## SUPPLIED PASSAGE:
········
The endangered mountain gazelle Gazella gazella was once widespread throughout the Fertile Crescent in parts of present-day Israel, Lebanon, Jordan, Syria, Turkey and Iraq. Most of its former distribution range overlaps with areas in the region that are now densely populated by people. Archaeological remains also indicate that gazelles were the main prey hunted by people throughout the Pleistocene. Nevertheless, until the 19th century, the mountain gazelle survived this hunting pressure, and thrived. However, the rise in human population in this region from c. 5.7 to c. 66.5 million during 1900–2016, together with the increased use of firearms and off-road vehicles for hunting, led to the extinction of gazelles from most of this area. Israel and the Palestinian Authority are currently the last strongholds of the mountain gazelle and are home to c. 5,000 individuals.
A new research effort led by Prof. Yoram Yom-Tov of Tel-Aviv University and Dr. Uri Roll of Ben-Gurion University of the Negev, together with Amir Balaban, Ezra Hadad, and Gilad Weil, reviews mountain gazelle dynamics in Israel from the beginning of the 20th century and provides an outlook for the conservation of the species. Their findings were published in Oryx—The International Journal of Conservation on Wednesday.
During the 1900s, Israel’s human population increased steadily by 2% per year. The human population density is currently c. 430 persons per km2 and is forecasted to continue to rise. This presents an array of threats to the mountain gazelle. These include: habitat change; fragmentation and isolation by roads, railways and fences, predation by an increasing population of natural predators and feral dogs, poaching, and collisions with road traffic. These threats often act in synergy, amplifying their effects.
In their article, they present an overview of how these factors threatened and continue to threaten the survival of this species. They also review the policy and management actions, both implemented and still required, to ensure the persistence of the mountain gazelle. In addition, they analyze connectivity of gazelle populations in the landscape, highlighting highly fragmented populations, and suggesting potential interventions. To improve connectivity, they suggest construction of road over/under passes in strategic locations, translocation of individuals when needed, and better monitoring of potential genetic bottlenecks of the at-risk population.
········
## INFORMATION SUPPLIED:
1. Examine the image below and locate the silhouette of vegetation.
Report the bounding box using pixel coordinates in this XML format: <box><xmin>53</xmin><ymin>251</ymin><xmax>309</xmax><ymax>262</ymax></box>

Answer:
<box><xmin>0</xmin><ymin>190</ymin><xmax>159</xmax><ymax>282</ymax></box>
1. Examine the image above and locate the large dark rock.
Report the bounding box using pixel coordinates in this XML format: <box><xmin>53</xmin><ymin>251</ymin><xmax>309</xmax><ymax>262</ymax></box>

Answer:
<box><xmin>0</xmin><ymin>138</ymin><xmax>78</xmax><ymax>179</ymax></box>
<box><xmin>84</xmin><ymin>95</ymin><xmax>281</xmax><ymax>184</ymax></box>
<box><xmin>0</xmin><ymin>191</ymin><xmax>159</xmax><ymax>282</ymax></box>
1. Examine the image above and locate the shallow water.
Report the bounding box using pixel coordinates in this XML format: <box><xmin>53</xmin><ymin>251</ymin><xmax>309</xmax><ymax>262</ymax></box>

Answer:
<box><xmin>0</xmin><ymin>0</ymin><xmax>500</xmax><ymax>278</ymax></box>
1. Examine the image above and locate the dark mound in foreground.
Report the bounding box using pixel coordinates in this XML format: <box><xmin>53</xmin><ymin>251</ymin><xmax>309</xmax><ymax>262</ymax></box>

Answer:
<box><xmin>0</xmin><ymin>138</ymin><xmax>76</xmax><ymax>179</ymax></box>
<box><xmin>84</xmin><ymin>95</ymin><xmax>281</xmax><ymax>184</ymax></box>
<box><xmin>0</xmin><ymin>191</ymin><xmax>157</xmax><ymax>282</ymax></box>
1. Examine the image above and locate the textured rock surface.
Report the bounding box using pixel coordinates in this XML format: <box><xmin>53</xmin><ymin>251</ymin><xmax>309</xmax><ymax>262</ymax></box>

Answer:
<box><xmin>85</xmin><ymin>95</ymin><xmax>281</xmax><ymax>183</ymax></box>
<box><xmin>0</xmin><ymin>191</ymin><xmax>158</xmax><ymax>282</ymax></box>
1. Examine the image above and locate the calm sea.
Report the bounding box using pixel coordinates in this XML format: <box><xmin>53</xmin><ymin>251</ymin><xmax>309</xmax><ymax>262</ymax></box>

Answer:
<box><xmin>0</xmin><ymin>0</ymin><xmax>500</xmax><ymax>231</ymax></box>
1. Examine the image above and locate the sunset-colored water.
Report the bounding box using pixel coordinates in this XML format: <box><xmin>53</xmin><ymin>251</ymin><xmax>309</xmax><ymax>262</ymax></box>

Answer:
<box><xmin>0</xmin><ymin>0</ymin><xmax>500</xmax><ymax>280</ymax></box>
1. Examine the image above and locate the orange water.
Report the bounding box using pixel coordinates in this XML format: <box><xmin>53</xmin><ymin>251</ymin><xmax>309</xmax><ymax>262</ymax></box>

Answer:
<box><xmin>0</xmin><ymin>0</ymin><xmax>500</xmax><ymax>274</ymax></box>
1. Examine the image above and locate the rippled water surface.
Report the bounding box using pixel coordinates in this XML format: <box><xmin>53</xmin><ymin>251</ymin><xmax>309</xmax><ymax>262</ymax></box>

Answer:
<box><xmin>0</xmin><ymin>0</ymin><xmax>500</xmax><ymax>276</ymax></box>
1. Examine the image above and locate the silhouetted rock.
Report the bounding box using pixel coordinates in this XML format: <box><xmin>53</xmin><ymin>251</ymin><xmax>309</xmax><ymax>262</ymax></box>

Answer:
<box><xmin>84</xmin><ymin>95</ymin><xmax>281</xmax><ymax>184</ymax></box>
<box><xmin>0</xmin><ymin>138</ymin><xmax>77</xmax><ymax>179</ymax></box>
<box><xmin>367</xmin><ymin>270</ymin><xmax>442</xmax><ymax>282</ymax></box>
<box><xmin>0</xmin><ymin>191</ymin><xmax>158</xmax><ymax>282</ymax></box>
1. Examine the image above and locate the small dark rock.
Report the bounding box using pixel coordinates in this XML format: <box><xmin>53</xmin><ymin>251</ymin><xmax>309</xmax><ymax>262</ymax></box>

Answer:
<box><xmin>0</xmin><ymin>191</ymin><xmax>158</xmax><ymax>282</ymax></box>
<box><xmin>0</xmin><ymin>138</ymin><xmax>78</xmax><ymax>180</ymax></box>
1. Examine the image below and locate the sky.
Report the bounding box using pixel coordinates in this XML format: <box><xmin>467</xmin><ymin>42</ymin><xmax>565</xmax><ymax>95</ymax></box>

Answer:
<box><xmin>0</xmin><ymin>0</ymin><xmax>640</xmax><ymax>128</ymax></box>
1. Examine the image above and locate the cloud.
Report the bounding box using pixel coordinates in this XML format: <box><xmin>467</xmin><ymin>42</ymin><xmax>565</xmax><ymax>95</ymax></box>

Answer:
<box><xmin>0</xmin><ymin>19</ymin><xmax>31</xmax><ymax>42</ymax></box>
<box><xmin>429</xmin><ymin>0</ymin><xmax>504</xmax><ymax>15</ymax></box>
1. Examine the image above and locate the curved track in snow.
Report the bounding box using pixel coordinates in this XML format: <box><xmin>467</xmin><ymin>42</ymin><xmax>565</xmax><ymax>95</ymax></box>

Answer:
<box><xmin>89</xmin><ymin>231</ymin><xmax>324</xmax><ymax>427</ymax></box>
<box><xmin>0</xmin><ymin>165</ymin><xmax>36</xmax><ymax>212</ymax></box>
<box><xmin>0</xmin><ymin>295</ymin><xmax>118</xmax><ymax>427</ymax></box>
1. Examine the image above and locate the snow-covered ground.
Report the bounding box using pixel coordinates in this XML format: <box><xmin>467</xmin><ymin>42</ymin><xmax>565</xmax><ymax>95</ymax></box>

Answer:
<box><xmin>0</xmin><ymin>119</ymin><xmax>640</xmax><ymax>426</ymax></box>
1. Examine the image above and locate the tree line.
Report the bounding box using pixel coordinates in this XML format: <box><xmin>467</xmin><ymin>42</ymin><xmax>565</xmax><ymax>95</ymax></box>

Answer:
········
## APPLY WHAT YOU READ:
**1)** Change "firearms" to "rifles" in the gazelle article's part that opens with the words containing "The endangered mountain" and closes with "c. 5,000 individuals.", and give that part again.
**2)** Answer these from the gazelle article:
(a) In which journal were the research findings published?
(b) What is the current human population density in Israel?
(c) Roughly how many mountain gazelles live in Israel and the Palestinian Authority?
**3)** Name every present-day country that the gazelle article lists as lying within the mountain gazelle's former range in the Fertile Crescent.
Work from the gazelle article only and set the listing aside.

## ANSWERS BY ITEM:
**1)**
The endangered mountain gazelle Gazella gazella was once widespread throughout the Fertile Crescent in parts of present-day Israel, Lebanon, Jordan, Syria, Turkey and Iraq. Most of its former distribution range overlaps with areas in the region that are now densely populated by people. Archaeological remains also indicate that gazelles were the main prey hunted by people throughout the Pleistocene. Nevertheless, until the 19th century, the mountain gazelle survived this hunting pressure, and thrived. However, the rise in human population in this region from c. 5.7 to c. 66.5 million during 1900–2016, together with the increased use of rifles and off-road vehicles for hunting, led to the extinction of gazelles from most of this area. Israel and the Palestinian Authority are currently the last strongholds of the mountain gazelle and are home to c. 5,000 individuals.

**2)**
(a) Oryx—The International Journal of Conservation
(b) c. 430 persons per km2
(c) c. 5,000 individuals

**3)** Israel, Lebanon, Jordan, Syria, Turkey, Iraq